Reproduce the records below between the lines holding "on the drooping" and "point(691, 214)", inclusive, and keep the requests and their format samples unchanged. Add -86 to every x and y value in the answer coordinates.

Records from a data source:
■ ■ ■ ■ ■ ■ ■

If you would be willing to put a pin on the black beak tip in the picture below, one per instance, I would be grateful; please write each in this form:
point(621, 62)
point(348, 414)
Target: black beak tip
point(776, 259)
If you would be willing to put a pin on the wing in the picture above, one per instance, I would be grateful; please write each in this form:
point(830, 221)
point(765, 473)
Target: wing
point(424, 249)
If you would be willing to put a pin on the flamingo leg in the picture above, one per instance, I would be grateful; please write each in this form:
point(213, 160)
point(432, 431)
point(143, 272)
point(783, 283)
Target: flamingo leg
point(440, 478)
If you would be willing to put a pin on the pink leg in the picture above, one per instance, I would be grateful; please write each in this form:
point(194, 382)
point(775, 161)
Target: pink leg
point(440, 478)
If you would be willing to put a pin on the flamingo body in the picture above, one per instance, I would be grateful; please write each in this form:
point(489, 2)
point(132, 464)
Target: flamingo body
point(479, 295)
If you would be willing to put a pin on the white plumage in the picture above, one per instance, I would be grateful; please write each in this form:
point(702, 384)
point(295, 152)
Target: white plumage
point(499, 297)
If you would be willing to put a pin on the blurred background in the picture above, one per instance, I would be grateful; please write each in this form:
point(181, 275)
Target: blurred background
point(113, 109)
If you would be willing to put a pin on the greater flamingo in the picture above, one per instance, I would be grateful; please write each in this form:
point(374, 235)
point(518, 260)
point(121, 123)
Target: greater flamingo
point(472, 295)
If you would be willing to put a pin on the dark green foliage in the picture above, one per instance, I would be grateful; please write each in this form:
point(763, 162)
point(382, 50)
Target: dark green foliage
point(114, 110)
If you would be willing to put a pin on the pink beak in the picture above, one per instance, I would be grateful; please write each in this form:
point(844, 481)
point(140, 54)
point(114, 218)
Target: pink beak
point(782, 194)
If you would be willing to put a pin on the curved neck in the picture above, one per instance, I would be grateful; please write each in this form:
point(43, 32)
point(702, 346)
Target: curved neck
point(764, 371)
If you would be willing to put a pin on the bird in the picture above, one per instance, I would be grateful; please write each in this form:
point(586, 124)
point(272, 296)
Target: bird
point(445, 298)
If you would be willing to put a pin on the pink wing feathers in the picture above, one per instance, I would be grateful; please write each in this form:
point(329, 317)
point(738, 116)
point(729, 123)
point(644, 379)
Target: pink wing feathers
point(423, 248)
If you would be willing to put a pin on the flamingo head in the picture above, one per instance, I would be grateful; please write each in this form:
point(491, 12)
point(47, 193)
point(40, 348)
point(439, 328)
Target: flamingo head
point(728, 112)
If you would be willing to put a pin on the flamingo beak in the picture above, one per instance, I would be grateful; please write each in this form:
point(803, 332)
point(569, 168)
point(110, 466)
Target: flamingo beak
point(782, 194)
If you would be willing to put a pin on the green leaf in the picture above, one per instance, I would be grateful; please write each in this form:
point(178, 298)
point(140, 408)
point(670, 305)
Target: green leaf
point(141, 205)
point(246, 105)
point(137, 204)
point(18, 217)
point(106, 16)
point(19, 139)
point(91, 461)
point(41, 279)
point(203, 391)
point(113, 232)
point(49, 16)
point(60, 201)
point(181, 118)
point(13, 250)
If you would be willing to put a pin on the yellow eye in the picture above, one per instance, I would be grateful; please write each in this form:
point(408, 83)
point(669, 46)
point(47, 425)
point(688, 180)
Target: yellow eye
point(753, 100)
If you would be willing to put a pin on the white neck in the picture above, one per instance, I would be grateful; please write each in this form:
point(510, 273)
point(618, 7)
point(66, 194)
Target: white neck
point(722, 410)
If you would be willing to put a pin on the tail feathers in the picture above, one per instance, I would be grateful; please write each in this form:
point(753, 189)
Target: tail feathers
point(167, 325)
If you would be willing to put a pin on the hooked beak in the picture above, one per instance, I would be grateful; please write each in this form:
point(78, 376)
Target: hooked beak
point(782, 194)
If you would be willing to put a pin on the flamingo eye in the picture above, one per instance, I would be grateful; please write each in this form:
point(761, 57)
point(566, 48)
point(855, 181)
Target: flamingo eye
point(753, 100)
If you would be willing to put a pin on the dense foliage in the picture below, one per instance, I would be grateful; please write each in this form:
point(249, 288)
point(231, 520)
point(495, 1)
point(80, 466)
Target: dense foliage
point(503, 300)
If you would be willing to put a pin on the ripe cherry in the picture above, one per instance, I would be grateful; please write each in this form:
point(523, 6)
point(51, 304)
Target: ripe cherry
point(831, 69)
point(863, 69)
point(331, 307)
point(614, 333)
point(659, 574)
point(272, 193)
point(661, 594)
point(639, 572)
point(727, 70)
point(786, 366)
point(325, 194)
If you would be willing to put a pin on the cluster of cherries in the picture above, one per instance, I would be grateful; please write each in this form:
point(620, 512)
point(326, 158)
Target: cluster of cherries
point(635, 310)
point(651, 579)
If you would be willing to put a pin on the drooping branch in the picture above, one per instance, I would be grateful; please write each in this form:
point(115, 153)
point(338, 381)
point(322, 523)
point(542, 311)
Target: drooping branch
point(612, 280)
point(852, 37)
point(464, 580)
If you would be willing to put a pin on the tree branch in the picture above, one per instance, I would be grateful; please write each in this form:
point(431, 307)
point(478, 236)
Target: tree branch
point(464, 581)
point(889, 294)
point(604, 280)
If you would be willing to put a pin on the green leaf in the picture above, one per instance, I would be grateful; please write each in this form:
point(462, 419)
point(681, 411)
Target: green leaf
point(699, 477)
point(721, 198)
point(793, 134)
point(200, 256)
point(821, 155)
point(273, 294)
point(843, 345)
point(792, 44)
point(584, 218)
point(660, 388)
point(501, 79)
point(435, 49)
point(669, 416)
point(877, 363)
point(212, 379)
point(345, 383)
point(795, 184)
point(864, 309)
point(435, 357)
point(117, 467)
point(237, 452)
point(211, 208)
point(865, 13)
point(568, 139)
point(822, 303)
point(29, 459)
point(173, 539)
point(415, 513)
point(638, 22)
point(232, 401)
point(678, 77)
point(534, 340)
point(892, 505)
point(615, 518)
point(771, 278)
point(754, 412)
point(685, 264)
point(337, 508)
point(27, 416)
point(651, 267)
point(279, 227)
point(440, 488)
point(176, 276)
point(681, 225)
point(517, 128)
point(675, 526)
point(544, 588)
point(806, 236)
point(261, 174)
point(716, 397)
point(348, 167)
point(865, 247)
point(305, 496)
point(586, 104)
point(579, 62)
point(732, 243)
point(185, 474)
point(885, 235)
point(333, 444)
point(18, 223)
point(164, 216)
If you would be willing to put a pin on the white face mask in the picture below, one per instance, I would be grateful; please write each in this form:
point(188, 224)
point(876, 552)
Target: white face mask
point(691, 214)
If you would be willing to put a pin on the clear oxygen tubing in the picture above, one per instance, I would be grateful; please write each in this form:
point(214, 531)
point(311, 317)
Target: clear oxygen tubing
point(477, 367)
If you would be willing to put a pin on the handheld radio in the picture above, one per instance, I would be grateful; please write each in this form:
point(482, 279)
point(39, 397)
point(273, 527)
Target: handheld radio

■ ■ ■ ■ ■ ■ ■

In response:
If you would be willing to put a pin on the drooping branch in the picture above, one per instance, I would be grateful; please write each in this form:
point(115, 153)
point(338, 381)
point(322, 523)
point(542, 311)
Target: drooping branch
point(526, 194)
point(766, -49)
point(378, 494)
If you would be willing to put a pin on the tree branch in the picture above, one per instance, I would be grateful; please write each in this form:
point(431, 307)
point(478, 236)
Target: tree branch
point(378, 495)
point(803, 208)
point(518, 194)
If you would be willing to put a pin on the green leaf in the picture above, one per instance, I would be grateful; please write each in this form:
point(462, 419)
point(681, 411)
Target: green leaf
point(613, 391)
point(635, 112)
point(707, 48)
point(114, 170)
point(735, 69)
point(187, 208)
point(757, 259)
point(706, -42)
point(498, 132)
point(574, 302)
point(415, -7)
point(349, -37)
point(583, 330)
point(791, 277)
point(126, 293)
point(259, 297)
point(709, 98)
point(778, 223)
point(349, 271)
point(31, 381)
point(151, 366)
point(125, 122)
point(779, -73)
point(482, 53)
point(736, 217)
point(-57, 373)
point(87, 453)
point(329, 427)
point(552, -64)
point(146, 315)
point(592, -9)
point(448, 254)
point(806, 419)
point(529, 432)
point(685, 192)
point(668, 326)
point(599, 178)
point(251, 422)
point(-59, 330)
point(565, 181)
point(193, 141)
point(354, 402)
point(90, 190)
point(595, 139)
point(431, 42)
point(589, 440)
point(458, 502)
point(720, 150)
point(175, 88)
point(630, 311)
point(262, 81)
point(779, 161)
point(219, 410)
point(500, 18)
point(493, -24)
point(646, 157)
point(99, 388)
point(799, 149)
point(247, 358)
point(-68, 137)
point(78, 130)
If you would be willing to put a pin on the white face mask in the picture below, one per instance, I would be grateful; please write each in this form:
point(188, 224)
point(876, 552)
Target: white face mask
point(605, 128)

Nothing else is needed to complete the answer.